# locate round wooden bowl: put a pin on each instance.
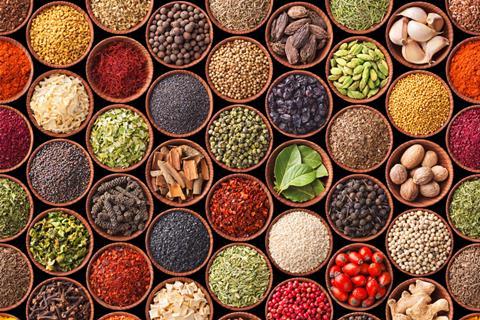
(76, 283)
(102, 45)
(208, 212)
(89, 132)
(443, 160)
(43, 215)
(317, 268)
(327, 91)
(439, 293)
(329, 131)
(207, 277)
(47, 6)
(428, 274)
(88, 207)
(172, 280)
(88, 5)
(388, 59)
(447, 140)
(174, 66)
(35, 192)
(449, 63)
(320, 55)
(95, 257)
(390, 90)
(248, 99)
(30, 271)
(299, 280)
(149, 96)
(29, 58)
(221, 164)
(269, 173)
(31, 116)
(354, 246)
(173, 203)
(29, 126)
(149, 235)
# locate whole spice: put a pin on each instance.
(239, 207)
(239, 276)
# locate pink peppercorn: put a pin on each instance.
(299, 300)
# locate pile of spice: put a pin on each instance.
(299, 242)
(60, 34)
(60, 171)
(419, 104)
(299, 299)
(239, 276)
(60, 103)
(298, 104)
(359, 138)
(15, 139)
(239, 207)
(359, 207)
(179, 33)
(120, 207)
(120, 137)
(179, 241)
(59, 297)
(180, 300)
(239, 69)
(179, 104)
(120, 276)
(119, 69)
(419, 242)
(239, 137)
(298, 35)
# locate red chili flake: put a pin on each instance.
(239, 207)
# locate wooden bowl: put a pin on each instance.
(317, 268)
(149, 235)
(30, 271)
(354, 246)
(76, 283)
(389, 93)
(32, 90)
(329, 130)
(209, 148)
(89, 132)
(208, 212)
(269, 173)
(95, 257)
(29, 58)
(27, 156)
(88, 5)
(149, 96)
(327, 91)
(172, 203)
(248, 99)
(88, 207)
(30, 212)
(174, 66)
(387, 59)
(428, 274)
(102, 45)
(443, 160)
(439, 293)
(207, 277)
(42, 216)
(320, 55)
(172, 280)
(449, 63)
(47, 6)
(35, 192)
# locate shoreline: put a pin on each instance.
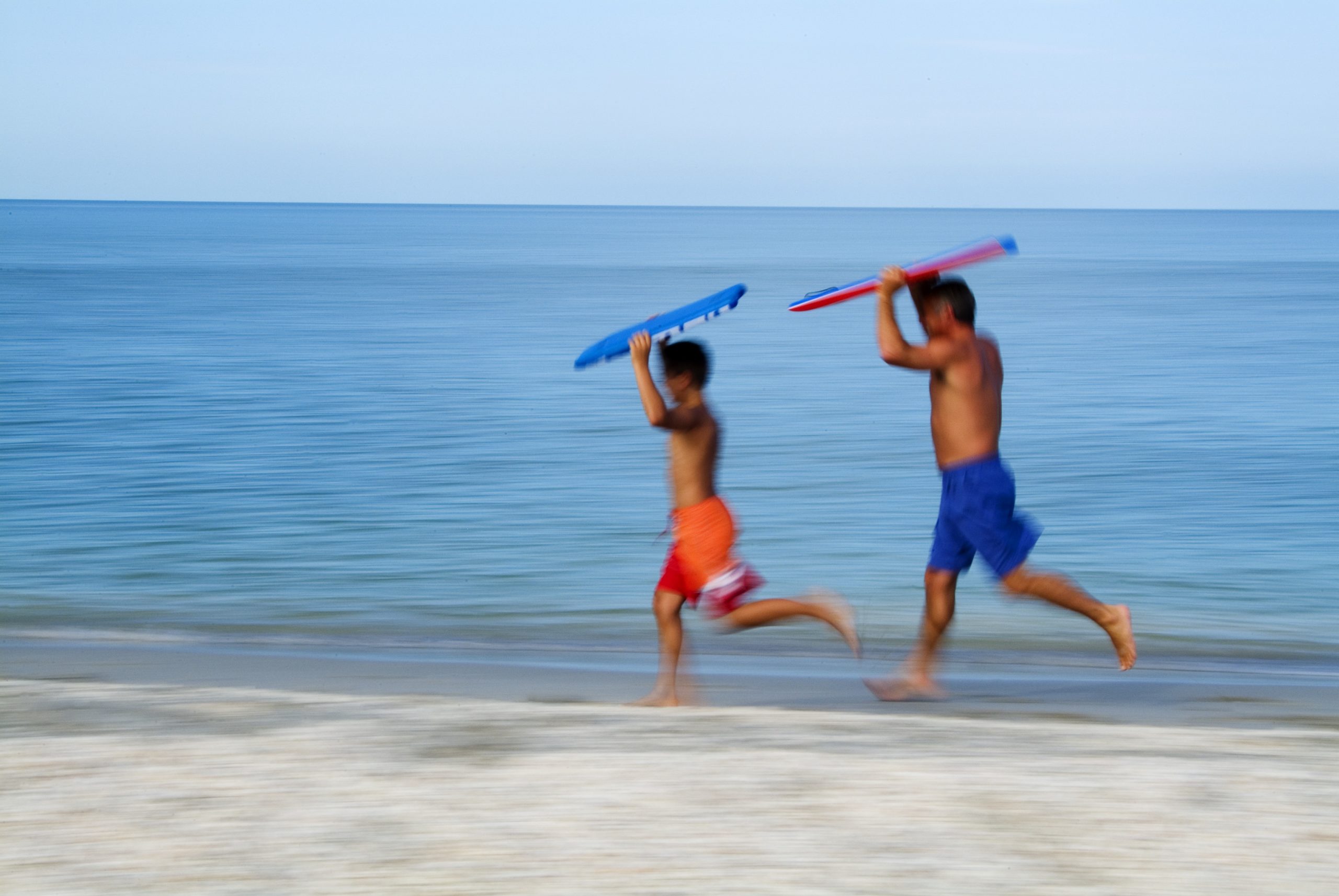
(1149, 694)
(165, 789)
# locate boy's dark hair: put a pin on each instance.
(954, 292)
(686, 358)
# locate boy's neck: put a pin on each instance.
(691, 400)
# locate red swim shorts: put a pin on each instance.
(721, 595)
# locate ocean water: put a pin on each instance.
(359, 425)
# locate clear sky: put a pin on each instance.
(940, 104)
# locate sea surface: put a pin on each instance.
(360, 426)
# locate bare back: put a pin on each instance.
(693, 460)
(964, 401)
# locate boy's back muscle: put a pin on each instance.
(966, 404)
(693, 461)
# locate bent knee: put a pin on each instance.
(666, 605)
(1018, 582)
(939, 579)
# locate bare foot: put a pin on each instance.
(1122, 637)
(656, 698)
(904, 689)
(840, 617)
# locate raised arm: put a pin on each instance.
(892, 347)
(658, 414)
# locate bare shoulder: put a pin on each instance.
(991, 350)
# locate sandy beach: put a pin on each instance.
(113, 788)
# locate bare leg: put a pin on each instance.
(1054, 588)
(824, 606)
(917, 679)
(670, 631)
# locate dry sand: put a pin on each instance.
(145, 789)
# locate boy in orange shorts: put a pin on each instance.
(701, 565)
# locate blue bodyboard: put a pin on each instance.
(662, 327)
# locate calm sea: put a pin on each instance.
(359, 425)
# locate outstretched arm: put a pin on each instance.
(892, 347)
(667, 418)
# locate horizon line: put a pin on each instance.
(698, 207)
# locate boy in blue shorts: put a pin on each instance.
(977, 505)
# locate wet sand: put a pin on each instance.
(172, 788)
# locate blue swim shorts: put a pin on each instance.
(977, 515)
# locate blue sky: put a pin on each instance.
(1024, 104)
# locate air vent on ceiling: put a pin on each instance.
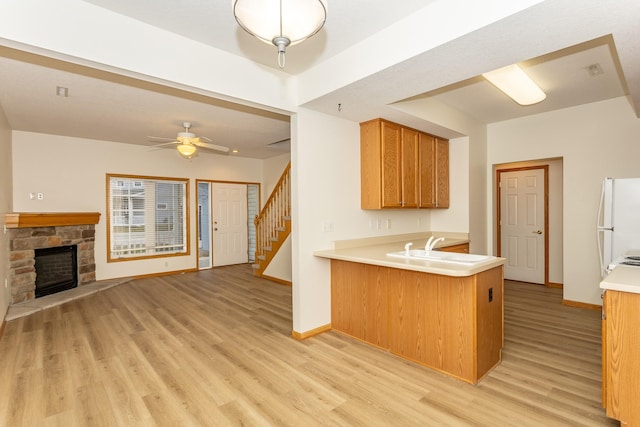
(594, 70)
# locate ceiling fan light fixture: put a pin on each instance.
(280, 22)
(187, 150)
(516, 84)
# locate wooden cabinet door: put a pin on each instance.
(391, 152)
(622, 356)
(409, 172)
(442, 173)
(426, 168)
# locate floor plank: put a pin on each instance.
(214, 348)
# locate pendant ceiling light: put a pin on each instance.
(281, 22)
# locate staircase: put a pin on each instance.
(273, 224)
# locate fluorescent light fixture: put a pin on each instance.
(516, 84)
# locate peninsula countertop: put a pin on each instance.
(374, 251)
(623, 278)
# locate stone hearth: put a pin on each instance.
(29, 231)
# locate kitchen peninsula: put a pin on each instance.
(444, 315)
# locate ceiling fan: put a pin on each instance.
(188, 143)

════════════════

Each line from the one containing "# locate boy's back" through the last line of the listing is to be given again exactly, with no pictures and no other lines.

Response:
# locate boy's back muscle: put a pin on each instance.
(966, 404)
(693, 461)
# locate bent knee: put a pin on each instance.
(666, 605)
(1018, 582)
(939, 579)
# locate bare foot: put a pin on each instance.
(1122, 637)
(656, 698)
(904, 689)
(840, 617)
# locate raised arm: put a pin on each instance.
(892, 347)
(658, 414)
# locate bare shoulder: put a pin on each instance.
(991, 350)
# locate sandy beach: put a pin on each instance.
(113, 788)
# locate bare leg: put a pin on each instance.
(1054, 588)
(824, 606)
(917, 679)
(670, 631)
# locate dry sand: put a pin on each instance.
(145, 789)
# locate boy in orange shorts: put a pin on each instance.
(701, 565)
# locate blue bodyboard: put a pin on each instance.
(662, 327)
# locate calm sea: put a pin on each instance.
(359, 425)
# locate outstretched arm: put a pin on each instance.
(892, 347)
(667, 418)
# locate horizon line: put a pin on each instance.
(698, 207)
# locate boy in blue shorts: put a pin on each instance.
(977, 505)
# locate wet sand: put a pin on each instance.
(172, 788)
# locate blue swim shorts: put a pin on each instance.
(977, 515)
# locate blue sky: put a pin on each instance.
(1024, 104)
# locate air vent on ceiling: put a pin on each instance.
(594, 70)
# locate ceiling fan light fixture: put a pin on each instance.
(280, 22)
(187, 150)
(516, 84)
# locate wooden cabinet door: put a pin on each instance.
(391, 152)
(622, 356)
(409, 172)
(442, 173)
(426, 168)
# locate floor plank: put a pin on each instance.
(214, 348)
# locate pendant ceiling light: put a pin on each instance.
(281, 22)
# locate staircase: put a pin on each instance.
(273, 224)
# locate fluorescent light fixture: put a pin on each instance.
(516, 84)
# locate peninsula countertop: put a pin on each instance.
(374, 251)
(623, 278)
# locate stone hearth: put a pin on each instance.
(29, 231)
# locate kitchen peninsula: put a pin on each instance.
(444, 315)
# locate ceiling fan: put a pin on each instance.
(188, 143)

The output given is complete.